Supplied text –
= = = =

American journalist (1884–1956)

Heber Blankenhorn (March 26, 1884 – January 1, 1956) was an American journalist, labor investigator, and United States Army officer. He served in psychological warfare roles in both world wars, leading the Army's Psychologic Subsection and the American Expeditionary Forces Propaganda Section during World War I, and later serving with the Office of Strategic Services, Allied Force Headquarters, the Psychological Warfare Division at SHAEF, and Ninth United States Army during World War II.

==Background==

Heber Holbrook Blankenhorn was born in Orrville, Ohio, on March 26, 1884. In 1905, he obtained a BA from the College of Wooster. In 1910, he received an MA in history from Columbia University.

==Career==

===Journalism===

In 1910, Blankenhorn joined the staff of the New York Evening Sun. By 1914, he had become assistant city editor. He followed labor issues, unions, and strikes.

He served as a propaganda expert in France during World War I.

===Labor activist===

In 1919, he became co-director of the Bureau of Industrial Research. He worked directly with the Interchurch World Movement and, through it, the Steel Strike of 1919. In 1921, he also served as acting publicity director for the Amalgamated Clothing Workers' Union, where he helped establish the New York Leader.

= = = =

Region pointing data –
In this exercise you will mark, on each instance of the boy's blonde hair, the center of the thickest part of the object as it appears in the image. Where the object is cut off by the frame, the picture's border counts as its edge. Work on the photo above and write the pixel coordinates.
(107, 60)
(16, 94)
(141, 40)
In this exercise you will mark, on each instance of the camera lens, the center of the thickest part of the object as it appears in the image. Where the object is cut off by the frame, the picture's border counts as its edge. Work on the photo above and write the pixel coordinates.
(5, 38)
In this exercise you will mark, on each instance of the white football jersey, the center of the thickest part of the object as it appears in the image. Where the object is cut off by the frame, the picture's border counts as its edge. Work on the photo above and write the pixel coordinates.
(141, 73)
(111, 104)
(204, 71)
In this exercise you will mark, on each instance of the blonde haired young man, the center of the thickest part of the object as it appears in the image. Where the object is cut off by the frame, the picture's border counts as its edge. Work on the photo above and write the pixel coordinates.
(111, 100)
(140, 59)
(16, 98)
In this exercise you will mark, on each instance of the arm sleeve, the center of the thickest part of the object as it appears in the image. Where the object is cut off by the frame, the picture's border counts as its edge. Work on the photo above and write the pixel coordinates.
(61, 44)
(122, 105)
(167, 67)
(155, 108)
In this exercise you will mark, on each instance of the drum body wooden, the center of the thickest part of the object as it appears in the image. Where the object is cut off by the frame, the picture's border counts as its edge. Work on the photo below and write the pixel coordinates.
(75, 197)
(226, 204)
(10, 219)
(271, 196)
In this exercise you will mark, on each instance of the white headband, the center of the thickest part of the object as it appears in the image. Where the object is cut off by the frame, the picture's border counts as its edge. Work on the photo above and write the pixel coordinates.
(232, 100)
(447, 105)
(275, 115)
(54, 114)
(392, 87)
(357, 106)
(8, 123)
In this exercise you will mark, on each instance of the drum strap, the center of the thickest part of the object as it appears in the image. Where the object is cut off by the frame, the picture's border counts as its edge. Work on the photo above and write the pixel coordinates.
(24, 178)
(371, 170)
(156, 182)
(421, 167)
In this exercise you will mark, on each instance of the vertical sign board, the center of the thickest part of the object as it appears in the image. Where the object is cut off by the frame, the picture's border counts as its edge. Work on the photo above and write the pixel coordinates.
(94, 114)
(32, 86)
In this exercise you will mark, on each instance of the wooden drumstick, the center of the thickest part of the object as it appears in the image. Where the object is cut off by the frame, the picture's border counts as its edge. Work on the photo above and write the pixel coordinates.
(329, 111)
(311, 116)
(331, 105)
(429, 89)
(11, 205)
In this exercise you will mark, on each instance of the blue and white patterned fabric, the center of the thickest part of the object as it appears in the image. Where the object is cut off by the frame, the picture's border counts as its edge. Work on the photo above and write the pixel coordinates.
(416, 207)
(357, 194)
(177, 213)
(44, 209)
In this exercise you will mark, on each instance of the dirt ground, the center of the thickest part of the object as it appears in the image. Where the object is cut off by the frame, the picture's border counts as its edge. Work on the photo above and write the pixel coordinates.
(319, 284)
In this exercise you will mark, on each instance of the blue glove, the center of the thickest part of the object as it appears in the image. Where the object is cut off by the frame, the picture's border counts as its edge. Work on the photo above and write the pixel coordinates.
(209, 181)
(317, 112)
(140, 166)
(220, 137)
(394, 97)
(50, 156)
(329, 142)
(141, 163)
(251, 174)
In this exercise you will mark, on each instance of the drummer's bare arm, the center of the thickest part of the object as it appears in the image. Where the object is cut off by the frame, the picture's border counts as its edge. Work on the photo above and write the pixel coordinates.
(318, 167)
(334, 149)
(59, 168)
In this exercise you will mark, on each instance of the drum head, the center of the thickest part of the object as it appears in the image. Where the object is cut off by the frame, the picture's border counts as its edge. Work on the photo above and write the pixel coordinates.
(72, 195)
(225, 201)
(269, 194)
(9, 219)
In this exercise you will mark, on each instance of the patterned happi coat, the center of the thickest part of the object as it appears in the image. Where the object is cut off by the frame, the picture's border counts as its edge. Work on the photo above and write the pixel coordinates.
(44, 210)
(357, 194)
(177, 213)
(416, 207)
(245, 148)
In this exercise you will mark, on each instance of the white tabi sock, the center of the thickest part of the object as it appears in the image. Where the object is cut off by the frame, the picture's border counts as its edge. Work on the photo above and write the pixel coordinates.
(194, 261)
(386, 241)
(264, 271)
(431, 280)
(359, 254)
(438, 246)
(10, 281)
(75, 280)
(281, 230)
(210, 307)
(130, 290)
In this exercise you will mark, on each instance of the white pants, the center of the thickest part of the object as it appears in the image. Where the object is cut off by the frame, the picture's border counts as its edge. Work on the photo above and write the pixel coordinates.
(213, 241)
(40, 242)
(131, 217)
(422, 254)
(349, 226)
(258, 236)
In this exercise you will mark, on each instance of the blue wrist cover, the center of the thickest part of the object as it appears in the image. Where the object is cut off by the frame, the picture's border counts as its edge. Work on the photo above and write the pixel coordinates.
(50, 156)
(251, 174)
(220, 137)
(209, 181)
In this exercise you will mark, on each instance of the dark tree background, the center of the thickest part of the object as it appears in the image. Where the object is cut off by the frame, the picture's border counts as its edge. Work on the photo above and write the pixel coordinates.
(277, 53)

= = = =

What you need to do –
1) According to the Blankenhorn biography, how was Blankenhorn connected to the Steel Strike of 1919? Answer in one to three sentences.
2) Set down the stretch of the Blankenhorn biography from "In 1910, Blankenhorn" through "unions, and strikes." with no changes.
The rows are separate from the Blankenhorn biography.

Answers for each item –
1) Blankenhorn worked directly with the Interchurch World Movement. Through it, he was involved with the Steel Strike of 1919.

2)
In 1910, Blankenhorn joined the staff of the New York Evening Sun. By 1914, he had become assistant city editor. He followed labor issues, unions, and strikes.